* Begin Material for this task *

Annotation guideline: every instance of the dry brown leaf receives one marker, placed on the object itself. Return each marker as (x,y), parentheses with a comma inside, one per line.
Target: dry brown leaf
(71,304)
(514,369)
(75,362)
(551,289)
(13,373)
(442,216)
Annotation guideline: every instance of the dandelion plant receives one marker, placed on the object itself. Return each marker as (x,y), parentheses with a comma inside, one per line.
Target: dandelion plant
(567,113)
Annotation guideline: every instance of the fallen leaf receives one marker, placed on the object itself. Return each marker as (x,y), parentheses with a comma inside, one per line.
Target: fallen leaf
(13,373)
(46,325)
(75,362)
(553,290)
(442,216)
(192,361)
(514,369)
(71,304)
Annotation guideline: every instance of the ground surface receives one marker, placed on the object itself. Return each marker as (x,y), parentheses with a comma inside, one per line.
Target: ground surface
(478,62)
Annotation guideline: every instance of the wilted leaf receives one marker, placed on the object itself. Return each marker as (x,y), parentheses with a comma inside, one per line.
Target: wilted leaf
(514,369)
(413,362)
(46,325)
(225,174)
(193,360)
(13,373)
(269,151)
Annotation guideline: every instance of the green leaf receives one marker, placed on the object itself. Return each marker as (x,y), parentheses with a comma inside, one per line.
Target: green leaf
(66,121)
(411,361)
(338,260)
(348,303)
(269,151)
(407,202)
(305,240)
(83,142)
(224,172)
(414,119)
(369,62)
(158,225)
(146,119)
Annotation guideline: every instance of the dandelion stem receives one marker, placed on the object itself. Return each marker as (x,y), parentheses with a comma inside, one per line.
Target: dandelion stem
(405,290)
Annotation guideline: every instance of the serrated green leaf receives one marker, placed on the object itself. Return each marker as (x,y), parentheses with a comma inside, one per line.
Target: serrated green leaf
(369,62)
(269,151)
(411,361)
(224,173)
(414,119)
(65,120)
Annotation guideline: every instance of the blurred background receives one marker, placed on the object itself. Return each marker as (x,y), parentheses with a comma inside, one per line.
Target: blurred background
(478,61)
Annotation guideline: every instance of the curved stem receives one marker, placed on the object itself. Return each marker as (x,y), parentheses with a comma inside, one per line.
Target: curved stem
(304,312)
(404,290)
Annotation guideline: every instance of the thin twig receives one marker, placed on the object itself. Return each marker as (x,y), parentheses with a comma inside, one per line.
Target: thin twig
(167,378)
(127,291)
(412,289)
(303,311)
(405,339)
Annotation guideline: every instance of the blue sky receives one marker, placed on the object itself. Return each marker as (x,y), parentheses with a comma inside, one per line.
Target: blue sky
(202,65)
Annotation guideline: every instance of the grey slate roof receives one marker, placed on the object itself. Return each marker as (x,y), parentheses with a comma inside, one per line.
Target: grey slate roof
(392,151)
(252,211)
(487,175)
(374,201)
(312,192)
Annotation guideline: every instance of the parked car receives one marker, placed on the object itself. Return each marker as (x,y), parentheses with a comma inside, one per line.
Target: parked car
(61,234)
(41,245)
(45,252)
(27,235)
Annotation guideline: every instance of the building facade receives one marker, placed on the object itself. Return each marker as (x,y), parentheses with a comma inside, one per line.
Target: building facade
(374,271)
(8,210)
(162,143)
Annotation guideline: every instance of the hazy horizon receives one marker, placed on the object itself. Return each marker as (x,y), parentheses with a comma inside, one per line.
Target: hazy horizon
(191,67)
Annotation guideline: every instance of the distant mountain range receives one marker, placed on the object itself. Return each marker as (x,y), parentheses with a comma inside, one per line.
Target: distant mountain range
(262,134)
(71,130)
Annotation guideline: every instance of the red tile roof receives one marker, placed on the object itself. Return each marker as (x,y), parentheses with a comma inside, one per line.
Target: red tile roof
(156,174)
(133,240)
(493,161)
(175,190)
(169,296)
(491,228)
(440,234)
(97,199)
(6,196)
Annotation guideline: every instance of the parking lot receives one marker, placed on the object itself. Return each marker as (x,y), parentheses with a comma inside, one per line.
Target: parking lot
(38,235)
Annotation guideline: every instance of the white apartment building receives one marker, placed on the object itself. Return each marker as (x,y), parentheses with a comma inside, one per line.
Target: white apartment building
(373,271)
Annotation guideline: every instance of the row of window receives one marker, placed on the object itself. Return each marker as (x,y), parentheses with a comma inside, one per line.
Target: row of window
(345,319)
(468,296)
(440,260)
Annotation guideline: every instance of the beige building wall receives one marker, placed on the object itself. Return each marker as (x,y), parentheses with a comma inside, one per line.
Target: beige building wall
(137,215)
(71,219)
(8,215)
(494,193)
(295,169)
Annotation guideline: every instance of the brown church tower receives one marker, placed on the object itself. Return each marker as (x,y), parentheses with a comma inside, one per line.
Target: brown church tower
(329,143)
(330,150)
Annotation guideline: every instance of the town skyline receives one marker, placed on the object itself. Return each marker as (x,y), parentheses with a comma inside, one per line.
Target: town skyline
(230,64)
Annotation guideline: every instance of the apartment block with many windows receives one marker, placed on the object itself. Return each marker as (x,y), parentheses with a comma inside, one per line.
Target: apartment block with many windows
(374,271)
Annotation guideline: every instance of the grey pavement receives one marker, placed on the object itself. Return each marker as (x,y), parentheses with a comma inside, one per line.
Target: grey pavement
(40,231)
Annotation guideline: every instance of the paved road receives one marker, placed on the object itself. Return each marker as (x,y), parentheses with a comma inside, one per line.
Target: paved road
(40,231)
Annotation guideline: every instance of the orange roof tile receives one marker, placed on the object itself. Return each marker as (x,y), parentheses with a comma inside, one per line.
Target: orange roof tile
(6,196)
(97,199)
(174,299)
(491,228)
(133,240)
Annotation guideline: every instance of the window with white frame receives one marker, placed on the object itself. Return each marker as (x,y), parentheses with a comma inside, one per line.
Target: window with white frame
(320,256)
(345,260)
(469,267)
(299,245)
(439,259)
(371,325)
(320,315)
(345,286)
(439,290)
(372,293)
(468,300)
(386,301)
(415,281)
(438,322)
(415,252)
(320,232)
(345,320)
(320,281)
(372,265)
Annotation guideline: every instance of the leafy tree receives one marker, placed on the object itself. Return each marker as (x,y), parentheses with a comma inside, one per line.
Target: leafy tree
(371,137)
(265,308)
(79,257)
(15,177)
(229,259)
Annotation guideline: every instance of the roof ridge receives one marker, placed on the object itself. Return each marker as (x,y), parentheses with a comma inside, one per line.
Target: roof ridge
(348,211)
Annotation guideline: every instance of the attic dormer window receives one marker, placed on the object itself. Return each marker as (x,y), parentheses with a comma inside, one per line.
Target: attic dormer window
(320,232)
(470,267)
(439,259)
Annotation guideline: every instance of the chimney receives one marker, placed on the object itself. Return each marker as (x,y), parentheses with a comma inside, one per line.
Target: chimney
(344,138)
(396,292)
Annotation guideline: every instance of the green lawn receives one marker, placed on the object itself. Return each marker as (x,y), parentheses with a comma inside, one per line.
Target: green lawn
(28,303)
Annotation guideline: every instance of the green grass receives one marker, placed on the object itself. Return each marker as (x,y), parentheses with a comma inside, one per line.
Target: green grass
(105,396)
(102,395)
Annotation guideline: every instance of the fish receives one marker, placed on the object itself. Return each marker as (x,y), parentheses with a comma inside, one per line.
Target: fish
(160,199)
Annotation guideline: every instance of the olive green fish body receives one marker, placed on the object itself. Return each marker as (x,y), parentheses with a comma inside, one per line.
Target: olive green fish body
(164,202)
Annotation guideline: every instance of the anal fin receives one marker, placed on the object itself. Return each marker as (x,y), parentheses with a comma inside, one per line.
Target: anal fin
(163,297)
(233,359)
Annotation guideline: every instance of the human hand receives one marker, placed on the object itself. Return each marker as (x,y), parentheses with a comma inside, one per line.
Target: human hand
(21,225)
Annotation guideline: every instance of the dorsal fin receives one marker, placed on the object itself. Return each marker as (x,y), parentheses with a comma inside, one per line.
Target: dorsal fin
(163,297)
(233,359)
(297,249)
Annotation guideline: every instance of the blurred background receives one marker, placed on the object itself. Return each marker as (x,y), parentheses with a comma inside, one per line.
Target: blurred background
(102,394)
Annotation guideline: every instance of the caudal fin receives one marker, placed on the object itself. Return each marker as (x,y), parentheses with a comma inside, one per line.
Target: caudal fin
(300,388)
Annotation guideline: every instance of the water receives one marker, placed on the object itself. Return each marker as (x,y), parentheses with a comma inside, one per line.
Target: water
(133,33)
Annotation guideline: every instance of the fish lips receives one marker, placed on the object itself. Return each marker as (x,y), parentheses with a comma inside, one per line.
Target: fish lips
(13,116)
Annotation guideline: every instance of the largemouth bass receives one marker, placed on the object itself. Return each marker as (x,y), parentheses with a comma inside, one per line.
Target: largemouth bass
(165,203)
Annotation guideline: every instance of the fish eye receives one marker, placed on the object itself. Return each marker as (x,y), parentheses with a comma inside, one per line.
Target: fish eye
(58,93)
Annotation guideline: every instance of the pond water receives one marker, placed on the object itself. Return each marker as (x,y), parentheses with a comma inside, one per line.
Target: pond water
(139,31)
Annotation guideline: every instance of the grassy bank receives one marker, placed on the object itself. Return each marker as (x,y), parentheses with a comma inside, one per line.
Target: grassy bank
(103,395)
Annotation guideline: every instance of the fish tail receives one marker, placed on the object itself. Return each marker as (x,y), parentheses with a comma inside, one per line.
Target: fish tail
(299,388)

* End Material for this task *

- Your objective: Extract, verbatim, the lines from the one containing "Annotation guideline: every instance of the fish eye" through the last line of the listing above.

- Output for this task:
Annotation guideline: every instance of the fish eye receives one marker, placed on the object itself. Return each marker as (x,y), parentheses with a comma inside, one per line.
Target: fish eye
(58,93)
Annotation guideline: every instance of the pond water receives one marker, placed on the object itself. Return each marker as (x,y), parentheses with a comma inside, one per line.
Target: pond water
(139,31)
Annotation guideline: every instance of the grassy bank receives one marker, placed on the object itself. Return each marker as (x,y), parentheses with a comma inside, one per line.
Target: grassy bank
(103,395)
Annotation guideline: every instance of the fish tail receives one marker, placed on the object itself. Return each marker as (x,y), parentheses with a comma inside, one per line.
Target: fish tail
(299,388)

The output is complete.